** Start **

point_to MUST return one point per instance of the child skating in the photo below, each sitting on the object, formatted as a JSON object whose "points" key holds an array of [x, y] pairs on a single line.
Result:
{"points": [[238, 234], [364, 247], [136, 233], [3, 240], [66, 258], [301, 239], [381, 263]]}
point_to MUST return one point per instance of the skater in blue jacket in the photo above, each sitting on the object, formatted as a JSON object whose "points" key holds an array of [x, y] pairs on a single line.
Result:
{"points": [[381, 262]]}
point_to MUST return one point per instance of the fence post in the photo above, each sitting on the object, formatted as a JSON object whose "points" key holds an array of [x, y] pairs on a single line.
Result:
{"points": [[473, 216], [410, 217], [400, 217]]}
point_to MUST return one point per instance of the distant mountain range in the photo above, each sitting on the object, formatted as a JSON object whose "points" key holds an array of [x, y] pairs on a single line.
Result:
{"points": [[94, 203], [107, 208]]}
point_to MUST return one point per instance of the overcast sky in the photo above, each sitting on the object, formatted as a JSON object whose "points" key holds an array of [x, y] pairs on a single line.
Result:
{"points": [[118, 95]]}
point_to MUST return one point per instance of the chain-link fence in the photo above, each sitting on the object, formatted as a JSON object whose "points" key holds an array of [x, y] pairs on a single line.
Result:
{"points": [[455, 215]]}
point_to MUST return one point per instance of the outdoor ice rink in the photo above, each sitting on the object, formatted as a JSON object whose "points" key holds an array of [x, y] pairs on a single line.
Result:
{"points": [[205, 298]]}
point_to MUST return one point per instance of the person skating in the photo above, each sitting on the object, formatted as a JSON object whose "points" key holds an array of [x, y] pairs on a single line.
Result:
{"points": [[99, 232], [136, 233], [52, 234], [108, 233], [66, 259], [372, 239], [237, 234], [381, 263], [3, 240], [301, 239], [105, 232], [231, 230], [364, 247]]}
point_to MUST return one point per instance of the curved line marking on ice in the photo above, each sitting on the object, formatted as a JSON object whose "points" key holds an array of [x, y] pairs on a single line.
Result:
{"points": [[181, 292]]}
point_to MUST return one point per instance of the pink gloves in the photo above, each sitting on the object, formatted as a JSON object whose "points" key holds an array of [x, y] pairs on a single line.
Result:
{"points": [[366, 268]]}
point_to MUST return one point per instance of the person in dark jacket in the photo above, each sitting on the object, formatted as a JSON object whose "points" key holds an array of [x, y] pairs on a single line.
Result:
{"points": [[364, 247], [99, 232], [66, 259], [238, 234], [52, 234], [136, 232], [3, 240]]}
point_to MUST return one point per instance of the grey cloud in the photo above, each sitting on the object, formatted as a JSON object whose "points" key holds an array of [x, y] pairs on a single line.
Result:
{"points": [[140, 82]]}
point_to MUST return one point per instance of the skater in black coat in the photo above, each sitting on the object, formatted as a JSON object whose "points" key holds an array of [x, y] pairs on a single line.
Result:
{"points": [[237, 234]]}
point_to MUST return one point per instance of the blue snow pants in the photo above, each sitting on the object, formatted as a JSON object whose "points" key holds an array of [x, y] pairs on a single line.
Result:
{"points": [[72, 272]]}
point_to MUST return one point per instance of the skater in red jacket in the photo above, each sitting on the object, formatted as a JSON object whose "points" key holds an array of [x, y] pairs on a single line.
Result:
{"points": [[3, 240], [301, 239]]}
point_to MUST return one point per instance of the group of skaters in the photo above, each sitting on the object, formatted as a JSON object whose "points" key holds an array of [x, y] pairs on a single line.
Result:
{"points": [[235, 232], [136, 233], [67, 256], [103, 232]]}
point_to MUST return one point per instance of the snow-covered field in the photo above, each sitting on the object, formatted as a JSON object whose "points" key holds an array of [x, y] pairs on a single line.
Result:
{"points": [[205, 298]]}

** End **

The lines to quote run from the one containing "point_to MUST return one point per instance of the person in" through the final line of the material above; please give them exactly, both ends included, and nothing else.

point_to MUST return one point per instance of the person in dark jacket in the photo above, each sitting on the object, formatted as a JSON object whose "points" key holds an array of [x, y] pairs on a single line.
Result:
{"points": [[364, 247], [99, 232], [66, 259], [238, 234], [52, 234], [136, 232], [3, 240]]}
point_to MUST return one point per instance of the grey cloud in the photo above, each sitting on the object, formatted as a JSON object whose "points" key holds an array of [x, y] pairs on a single line.
Result:
{"points": [[140, 82]]}
point_to MUST return one point per instance of the skater in black coat in the photo above, each sitting on the object, formatted as a JSON object whose "points" key holds an array of [x, y] pairs on a single line.
Result:
{"points": [[237, 234]]}
point_to MUST return one point per instance of the blue snow pants in the photo above, each sitting on the object, formatted as a JSON object whose "points" key holds an array of [x, y] pairs on a single line.
Result:
{"points": [[72, 272]]}
point_to MUST return one point per instance of the skater in red jacket in the photo above, each sitting on the object, formatted as a JSON object whose "points" key holds an array of [x, y] pairs on a single line.
Result:
{"points": [[3, 240], [301, 239]]}
point_to MUST return one point per instance of the group of skaters in the photo above, each sitting on the object, formatted as a JSON object whose "points" key holds an array of [x, y] pairs on a single line.
Result:
{"points": [[235, 232], [136, 233], [67, 256], [103, 232]]}
point_to MUST return one point per instance of the snow-covered field in the photo above, each sitting on the object, formatted as a JSON object whose "points" key holds an array of [x, y] pairs on a single line.
Result:
{"points": [[205, 298]]}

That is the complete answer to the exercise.